[[ Data section, beginning ]]
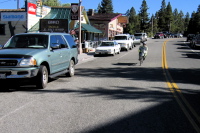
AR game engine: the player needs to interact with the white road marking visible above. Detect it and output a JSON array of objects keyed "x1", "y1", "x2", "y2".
[{"x1": 0, "y1": 100, "x2": 35, "y2": 122}]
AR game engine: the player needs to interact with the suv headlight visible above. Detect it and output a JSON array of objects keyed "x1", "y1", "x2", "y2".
[{"x1": 20, "y1": 58, "x2": 37, "y2": 66}]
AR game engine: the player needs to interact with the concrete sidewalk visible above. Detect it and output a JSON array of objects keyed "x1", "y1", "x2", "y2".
[{"x1": 77, "y1": 51, "x2": 95, "y2": 65}]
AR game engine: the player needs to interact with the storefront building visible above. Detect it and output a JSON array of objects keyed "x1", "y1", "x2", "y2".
[
  {"x1": 88, "y1": 10, "x2": 129, "y2": 40},
  {"x1": 0, "y1": 0, "x2": 102, "y2": 48}
]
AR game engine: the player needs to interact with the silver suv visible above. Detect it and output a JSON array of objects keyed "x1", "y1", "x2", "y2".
[
  {"x1": 0, "y1": 32, "x2": 78, "y2": 89},
  {"x1": 134, "y1": 33, "x2": 147, "y2": 42}
]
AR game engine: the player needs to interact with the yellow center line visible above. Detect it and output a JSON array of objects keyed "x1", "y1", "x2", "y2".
[[ Data section, end ]]
*Work to complete*. From the first line to the last, output the data exactly; skip any pictures.

*Exercise result*.
AR game engine: the player needs to interact with the white road marking visible above. Detect it and output a JSON array of objects keyed "x1", "y1", "x2", "y2".
[{"x1": 0, "y1": 100, "x2": 35, "y2": 122}]
AR game engine: the player needs to interact with the suv headlight visible above. Detect it and output a JSON array of objects keyed "x1", "y1", "x2", "y2".
[{"x1": 20, "y1": 58, "x2": 37, "y2": 66}]
AR game engine: the player needs to interact with the concrete sidewalk visible above. Detect it and output a JSON array of objects keyed "x1", "y1", "x2", "y2".
[{"x1": 77, "y1": 51, "x2": 95, "y2": 65}]
AR game engine: the player needs to interact with the storefront building visible above. Detect it and output a JSON array of objects keyed "x1", "y1", "x2", "y2".
[
  {"x1": 88, "y1": 10, "x2": 129, "y2": 40},
  {"x1": 0, "y1": 0, "x2": 102, "y2": 48}
]
AR game engine: the player needs to interact with the silver suv visible above. Detect it and output a JSON array of objects keyed "x1", "y1", "x2", "y2".
[
  {"x1": 0, "y1": 32, "x2": 78, "y2": 89},
  {"x1": 134, "y1": 33, "x2": 147, "y2": 42}
]
AR game engine: the player needs to interact with the yellow center line visible above. Detect it and output a JSON array of objects keyed "x1", "y1", "x2", "y2".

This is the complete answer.